Work task A: Reproduce the passage of the chest radiograph dataset description that runs from "Shenzhen People’s Hospital, Luohu, Shenzhen, China" up to and including "in article: kh.tsu.esc@chj)".
Work task B: According to the chest radiograph dataset description, who is the corresponding author?

Passage provided:
Dataset 1 (DS1): Frontal chest radiographs with radiograph-level and lesion-level annotations from Shenzhen People’s Hospital
2026-01-24https://doi.org/10.1148/atlas.1769273751818
50
Overview
Schema Version
https://atlas.rsna.org/schemas/2025-11/dataset.json
Name
Dataset 1 (DS1): Frontal chest radiographs with radiograph-level and lesion-level annotations from Shenzhen People’s Hospital
Link
https://pmc.ncbi.nlm.nih.gov/articles/PMC9530769
Indexing
Keywords: Chest radiograph, Frontal CXR, Bounding boxes, Lesion localization, Cardiomegaly, Pleural effusion, Mass, Nodule, Pneumonia, Pneumothorax, Tuberculosis, Fracture, Aortic calcification
Content: CH
RadLex: RID28788, RID50149, RID34539, RID5335, RID29116, RID39056, RID35057, RID5352
SNOMED: 233604007, 125605004, 36118008, 8186001, 56717001, 309529002, 72704001, 60046008, 786838002
Author(s)
Luyang Luo
Hao Chen
Yongjie Xiao
Yanning Zhou
Xi Wang
Varut Vardhanabhuti
Mingxiang Wu
Chu Han
Zaiyi Liu
Xin Hao Benjamin Fang
Efstratios Tsougenis
Huangjing Lin
Pheng-Ann Heng
Organization(s)
Shenzhen People’s Hospital, Luohu, Shenzhen, China
Department of Computer Science and Engineering, The Chinese University of Hong Kong, Hong Kong, China
AI Research Laboratory, Imsight Technology, Shenzhen, China
Department of Radiology, Guangdong Provincial People’s Hospital, Guangzhou, China
Contact
Corresponding author: Hao Chen (email as provided in article: kh.tsu.esc@chj)
Funding
Key-Area Research and Development Program of Guangdong Province, China (2020B010165004, 2018B010109006); Hong Kong Innovation and Technology Fund (ITS/311/18FP); HKUST Bridge Gap Fund (BGF.005.2021); National Natural Science Foundation of China (U1813204); Shenzhen-HK Collaborative Development Zone.
Ethical review
Institutional ethical committee approval no. YB-2021–554; individual consent waived; all institutional data de-identified.

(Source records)
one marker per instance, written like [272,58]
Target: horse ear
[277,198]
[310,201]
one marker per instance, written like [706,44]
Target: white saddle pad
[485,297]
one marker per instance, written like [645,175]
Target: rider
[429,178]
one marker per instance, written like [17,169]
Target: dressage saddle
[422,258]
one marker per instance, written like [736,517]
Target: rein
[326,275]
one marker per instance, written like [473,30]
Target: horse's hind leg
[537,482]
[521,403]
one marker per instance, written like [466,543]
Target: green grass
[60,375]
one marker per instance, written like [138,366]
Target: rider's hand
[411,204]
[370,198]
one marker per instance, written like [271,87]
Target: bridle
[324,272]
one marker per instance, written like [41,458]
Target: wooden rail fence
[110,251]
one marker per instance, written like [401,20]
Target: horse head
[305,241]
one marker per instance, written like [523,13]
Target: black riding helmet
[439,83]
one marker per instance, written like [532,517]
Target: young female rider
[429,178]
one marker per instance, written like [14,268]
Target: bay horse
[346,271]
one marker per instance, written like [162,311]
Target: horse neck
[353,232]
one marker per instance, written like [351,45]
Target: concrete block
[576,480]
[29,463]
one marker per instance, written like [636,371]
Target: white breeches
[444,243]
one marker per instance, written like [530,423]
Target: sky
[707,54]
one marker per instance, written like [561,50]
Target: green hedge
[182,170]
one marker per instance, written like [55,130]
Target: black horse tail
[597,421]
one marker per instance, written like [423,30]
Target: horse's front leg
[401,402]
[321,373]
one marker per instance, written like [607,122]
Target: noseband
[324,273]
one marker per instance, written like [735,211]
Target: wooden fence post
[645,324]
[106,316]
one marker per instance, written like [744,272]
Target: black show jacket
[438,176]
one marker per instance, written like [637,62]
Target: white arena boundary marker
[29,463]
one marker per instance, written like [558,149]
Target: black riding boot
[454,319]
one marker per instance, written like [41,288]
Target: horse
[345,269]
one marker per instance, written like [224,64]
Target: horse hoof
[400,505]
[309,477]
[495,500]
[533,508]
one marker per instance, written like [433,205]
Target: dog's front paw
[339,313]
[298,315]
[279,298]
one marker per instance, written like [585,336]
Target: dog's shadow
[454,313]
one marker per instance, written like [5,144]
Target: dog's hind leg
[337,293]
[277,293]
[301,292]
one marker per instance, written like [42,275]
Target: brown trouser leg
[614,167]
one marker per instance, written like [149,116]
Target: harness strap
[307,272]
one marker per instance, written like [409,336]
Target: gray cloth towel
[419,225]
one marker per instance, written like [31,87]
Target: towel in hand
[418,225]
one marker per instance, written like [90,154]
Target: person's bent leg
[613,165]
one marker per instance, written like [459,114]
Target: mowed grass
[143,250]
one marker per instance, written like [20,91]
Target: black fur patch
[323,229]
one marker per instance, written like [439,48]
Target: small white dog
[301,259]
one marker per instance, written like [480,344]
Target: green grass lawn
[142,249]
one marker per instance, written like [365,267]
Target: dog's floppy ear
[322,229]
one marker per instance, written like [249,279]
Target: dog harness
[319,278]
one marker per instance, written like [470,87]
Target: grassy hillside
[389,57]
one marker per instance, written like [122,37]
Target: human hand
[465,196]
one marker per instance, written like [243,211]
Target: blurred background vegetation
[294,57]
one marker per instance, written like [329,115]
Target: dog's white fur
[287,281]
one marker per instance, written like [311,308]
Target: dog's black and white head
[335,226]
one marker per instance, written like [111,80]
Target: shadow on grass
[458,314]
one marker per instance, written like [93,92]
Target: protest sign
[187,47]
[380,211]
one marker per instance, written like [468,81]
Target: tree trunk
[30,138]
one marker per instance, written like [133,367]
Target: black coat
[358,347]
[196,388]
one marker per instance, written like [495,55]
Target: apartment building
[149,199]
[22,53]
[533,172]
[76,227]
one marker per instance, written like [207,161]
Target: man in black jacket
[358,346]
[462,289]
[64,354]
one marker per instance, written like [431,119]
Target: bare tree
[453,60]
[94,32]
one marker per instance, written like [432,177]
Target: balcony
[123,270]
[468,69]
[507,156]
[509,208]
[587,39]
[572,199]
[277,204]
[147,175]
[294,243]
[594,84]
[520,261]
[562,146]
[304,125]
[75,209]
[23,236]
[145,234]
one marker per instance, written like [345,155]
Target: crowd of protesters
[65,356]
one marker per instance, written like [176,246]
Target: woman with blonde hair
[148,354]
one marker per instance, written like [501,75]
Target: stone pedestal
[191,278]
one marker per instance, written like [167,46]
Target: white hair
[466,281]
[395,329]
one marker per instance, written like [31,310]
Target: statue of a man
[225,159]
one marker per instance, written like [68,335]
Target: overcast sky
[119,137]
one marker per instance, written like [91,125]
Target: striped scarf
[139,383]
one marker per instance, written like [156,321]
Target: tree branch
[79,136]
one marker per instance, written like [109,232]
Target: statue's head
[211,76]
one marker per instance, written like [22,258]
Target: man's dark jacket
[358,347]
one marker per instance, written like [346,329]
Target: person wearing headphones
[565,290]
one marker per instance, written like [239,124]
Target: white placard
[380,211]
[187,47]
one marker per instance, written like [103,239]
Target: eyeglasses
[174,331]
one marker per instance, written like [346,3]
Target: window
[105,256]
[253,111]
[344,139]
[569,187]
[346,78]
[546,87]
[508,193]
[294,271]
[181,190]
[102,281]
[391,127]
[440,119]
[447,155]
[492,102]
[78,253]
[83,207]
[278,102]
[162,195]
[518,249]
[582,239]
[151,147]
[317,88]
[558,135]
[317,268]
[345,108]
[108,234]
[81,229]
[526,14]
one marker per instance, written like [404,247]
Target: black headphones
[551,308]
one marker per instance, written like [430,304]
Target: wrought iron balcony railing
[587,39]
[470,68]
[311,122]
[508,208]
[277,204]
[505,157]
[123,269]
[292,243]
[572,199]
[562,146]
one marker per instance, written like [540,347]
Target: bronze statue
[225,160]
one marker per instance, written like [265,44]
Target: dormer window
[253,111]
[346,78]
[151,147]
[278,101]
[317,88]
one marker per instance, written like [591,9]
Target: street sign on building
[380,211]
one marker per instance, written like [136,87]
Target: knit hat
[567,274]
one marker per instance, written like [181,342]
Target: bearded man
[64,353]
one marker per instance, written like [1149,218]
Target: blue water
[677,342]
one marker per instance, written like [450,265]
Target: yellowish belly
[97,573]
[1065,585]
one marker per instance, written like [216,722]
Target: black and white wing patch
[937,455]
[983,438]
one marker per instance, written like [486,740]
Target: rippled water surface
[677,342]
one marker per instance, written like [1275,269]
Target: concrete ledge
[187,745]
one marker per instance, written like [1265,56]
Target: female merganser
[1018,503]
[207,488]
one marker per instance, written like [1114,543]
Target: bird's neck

Exercise solution A:
Shenzhen People’s Hospital, Luohu, Shenzhen, China
Department of Computer Science and Engineering, The Chinese University of Hong Kong, Hong Kong, China
AI Research Laboratory, Imsight Technology, Shenzhen, China
Department of Radiology, Guangdong Provincial People’s Hospital, Guangzhou, China
Contact
Corresponding author: Hao Chen (email as provided in article: kh.tsu.esc@chj)

Exercise solution B: Hao Chen